- RECORDS SUPPLIED:

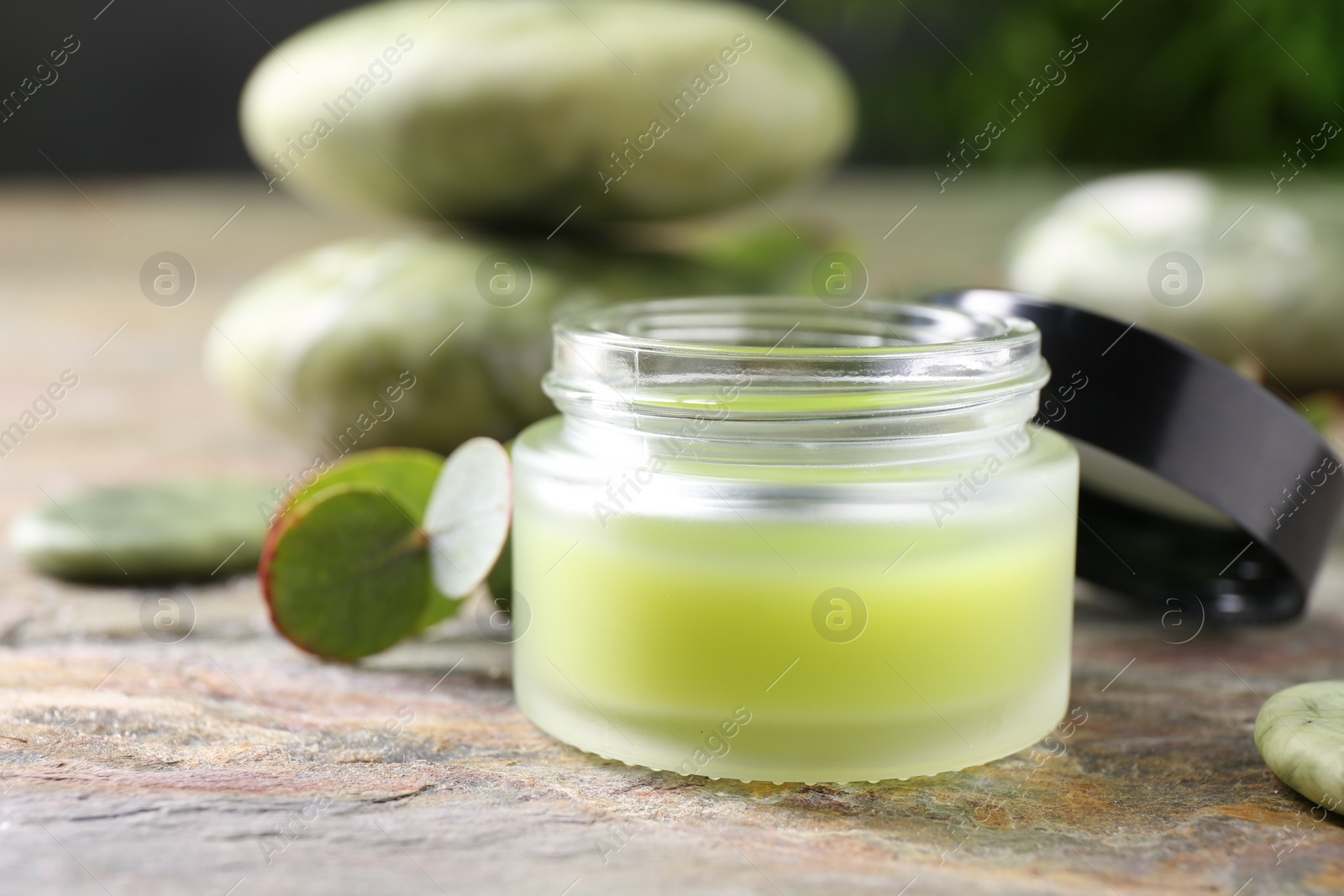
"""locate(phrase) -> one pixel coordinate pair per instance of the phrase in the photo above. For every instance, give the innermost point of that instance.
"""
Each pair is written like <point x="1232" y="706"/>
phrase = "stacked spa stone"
<point x="526" y="132"/>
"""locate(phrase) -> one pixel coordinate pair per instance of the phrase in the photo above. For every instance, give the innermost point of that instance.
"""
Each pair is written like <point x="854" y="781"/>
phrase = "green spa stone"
<point x="423" y="342"/>
<point x="1300" y="734"/>
<point x="526" y="112"/>
<point x="151" y="533"/>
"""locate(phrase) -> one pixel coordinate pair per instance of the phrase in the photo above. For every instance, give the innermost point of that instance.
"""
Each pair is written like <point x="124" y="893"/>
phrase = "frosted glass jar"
<point x="773" y="540"/>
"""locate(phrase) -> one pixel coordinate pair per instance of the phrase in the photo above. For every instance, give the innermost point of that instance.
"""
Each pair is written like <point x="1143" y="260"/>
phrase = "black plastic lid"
<point x="1203" y="427"/>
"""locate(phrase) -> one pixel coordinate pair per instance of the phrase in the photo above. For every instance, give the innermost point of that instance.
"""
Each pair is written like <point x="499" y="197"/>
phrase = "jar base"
<point x="858" y="778"/>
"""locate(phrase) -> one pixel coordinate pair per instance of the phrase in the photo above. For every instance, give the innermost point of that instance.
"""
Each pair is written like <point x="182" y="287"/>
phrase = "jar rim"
<point x="752" y="358"/>
<point x="647" y="325"/>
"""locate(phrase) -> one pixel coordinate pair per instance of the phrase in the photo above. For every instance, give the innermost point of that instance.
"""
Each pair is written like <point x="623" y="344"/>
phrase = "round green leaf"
<point x="347" y="573"/>
<point x="159" y="532"/>
<point x="405" y="474"/>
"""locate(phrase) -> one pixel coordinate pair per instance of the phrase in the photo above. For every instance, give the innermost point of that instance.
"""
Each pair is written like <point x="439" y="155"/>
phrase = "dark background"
<point x="1218" y="82"/>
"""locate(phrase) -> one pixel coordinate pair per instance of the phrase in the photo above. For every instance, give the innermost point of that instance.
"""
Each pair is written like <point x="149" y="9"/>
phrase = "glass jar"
<point x="773" y="540"/>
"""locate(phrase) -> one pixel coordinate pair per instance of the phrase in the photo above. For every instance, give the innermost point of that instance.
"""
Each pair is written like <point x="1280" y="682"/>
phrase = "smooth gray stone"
<point x="188" y="530"/>
<point x="1300" y="734"/>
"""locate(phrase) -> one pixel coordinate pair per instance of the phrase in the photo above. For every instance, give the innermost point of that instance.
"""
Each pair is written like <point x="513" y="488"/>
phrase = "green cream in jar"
<point x="773" y="540"/>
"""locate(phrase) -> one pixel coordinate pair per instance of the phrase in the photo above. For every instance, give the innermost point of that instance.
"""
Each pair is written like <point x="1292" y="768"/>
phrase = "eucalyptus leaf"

- EXERCISE REQUIREMENTS:
The records above must be transcribed exactly. Pictures are left out of the copy.

- THE OUTPUT:
"""locate(phrase) -> one pixel coordinate pair per instance of the phrase in the photo above. For every instance, give the innermost point of that instance.
"""
Each pair is written like <point x="1232" y="706"/>
phrase = "stacked spa stone"
<point x="526" y="132"/>
"""locate(phrase) -> one pixel coordinate pair per instance of the phrase in the photo above. For every instance, give the innermost point of that instance.
"""
Each pair is written like <point x="854" y="781"/>
phrase = "green spa stone"
<point x="423" y="342"/>
<point x="1300" y="734"/>
<point x="526" y="112"/>
<point x="151" y="533"/>
"""locate(phrase) -> one pixel coordinate pair per instance of the phrase in the photo above. For every instance, give the innermost point of that instance.
"""
Each pair is written like <point x="124" y="893"/>
phrase = "frosted glass jar"
<point x="773" y="540"/>
"""locate(phrase) -> one pixel coordinate pair per instance of the phrase in the photo above. For every instance, give the innermost point of that instance.
"""
Each pair is written like <point x="1143" y="260"/>
phrase = "black plastic lid"
<point x="1203" y="427"/>
"""locate(phrase) -> one pixel coordinate pair per instance of the phrase in the photo above. For every instance, give the innermost point of that instance.
"""
Each pair is written like <point x="499" y="197"/>
phrase = "jar base"
<point x="858" y="778"/>
"""locate(phrase) -> one pixel coordinate pair per instance of the phrase in the photo above. For every instance, give the innermost point of that instance.
"""
Each pair is written like <point x="182" y="287"/>
phrase = "jar rim"
<point x="752" y="358"/>
<point x="647" y="325"/>
"""locate(phrase) -> one pixel coordinate pair per instance of the phrase in the photo above. For every instance, give the innermost point of that instance.
"""
Each pair is written like <point x="623" y="344"/>
phrase = "round green leaf"
<point x="347" y="573"/>
<point x="159" y="532"/>
<point x="405" y="474"/>
"""locate(phrase) -> one pixel coordinate pair per instance of the phrase in the photo above. For every instance, give the innermost point of that instance.
"""
Each pair is written like <point x="439" y="155"/>
phrase = "dark background"
<point x="1218" y="82"/>
"""locate(phrase) -> one pixel coordinate pair per instance of the phrase in the photo above. For every instance, give the innermost point of that instance.
"""
Each pair is written like <point x="149" y="9"/>
phrase = "glass jar"
<point x="773" y="540"/>
"""locate(phrase) -> one pixel coordinate pair per instance of the phrase in the photo above. For every instance, give the innermost point of that instance.
"""
Each pair is written like <point x="1280" y="682"/>
phrase = "smooth gray stone"
<point x="188" y="530"/>
<point x="1300" y="734"/>
"""locate(phrase) -> one pixel coordinate pair per instance of the phrase in the photo above. For every instance, give the innermost point of that instance.
"""
Each pair is written like <point x="513" y="488"/>
phrase = "green cream in jar"
<point x="773" y="540"/>
"""locate(phrase) -> one pixel coordinate pair per instance of the phrase in the photo above. For every instance, give the innermost point of that instance.
"""
Each pair is written like <point x="1292" y="768"/>
phrase = "eucalyptus leaf"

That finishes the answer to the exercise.